▶ _Task to carry out_
Go through the listing and copy each line with the string "shape".

/---

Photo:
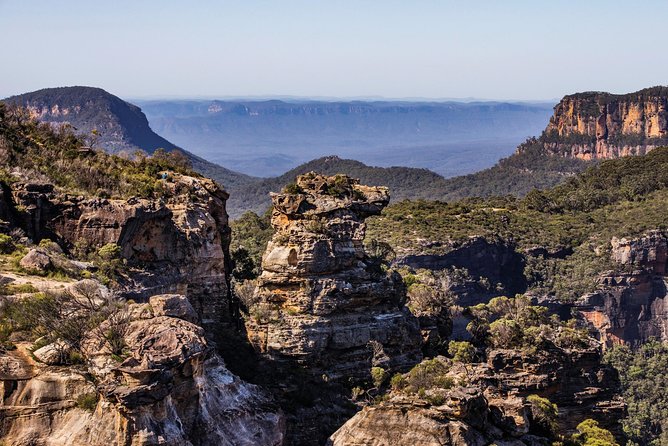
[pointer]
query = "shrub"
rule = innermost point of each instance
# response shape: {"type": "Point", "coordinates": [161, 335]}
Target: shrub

\---
/---

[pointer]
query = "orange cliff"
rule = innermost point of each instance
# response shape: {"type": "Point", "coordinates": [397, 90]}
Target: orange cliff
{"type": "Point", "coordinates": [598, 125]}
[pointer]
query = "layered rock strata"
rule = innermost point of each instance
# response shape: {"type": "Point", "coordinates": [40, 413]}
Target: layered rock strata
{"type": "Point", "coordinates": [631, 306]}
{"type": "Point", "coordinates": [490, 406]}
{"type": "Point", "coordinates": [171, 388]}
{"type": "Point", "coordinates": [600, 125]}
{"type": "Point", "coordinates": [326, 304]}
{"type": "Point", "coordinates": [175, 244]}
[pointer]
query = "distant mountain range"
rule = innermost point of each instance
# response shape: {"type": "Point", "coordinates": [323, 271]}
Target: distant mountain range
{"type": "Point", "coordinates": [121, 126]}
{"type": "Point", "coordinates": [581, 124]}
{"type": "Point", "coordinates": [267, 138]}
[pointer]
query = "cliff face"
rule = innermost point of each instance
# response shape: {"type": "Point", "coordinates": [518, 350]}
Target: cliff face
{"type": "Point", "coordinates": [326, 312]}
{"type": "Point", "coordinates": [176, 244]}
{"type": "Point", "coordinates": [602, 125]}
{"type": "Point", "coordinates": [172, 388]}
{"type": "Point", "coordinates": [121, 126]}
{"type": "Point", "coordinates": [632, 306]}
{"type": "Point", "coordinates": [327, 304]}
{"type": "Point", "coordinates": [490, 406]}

\---

▶ _Answer to this problem_
# response shape: {"type": "Point", "coordinates": [161, 335]}
# response shape: {"type": "Point", "coordinates": [397, 90]}
# response shape: {"type": "Point", "coordinates": [40, 413]}
# response shape: {"type": "Point", "coordinates": [323, 271]}
# response shape: {"type": "Point", "coordinates": [518, 350]}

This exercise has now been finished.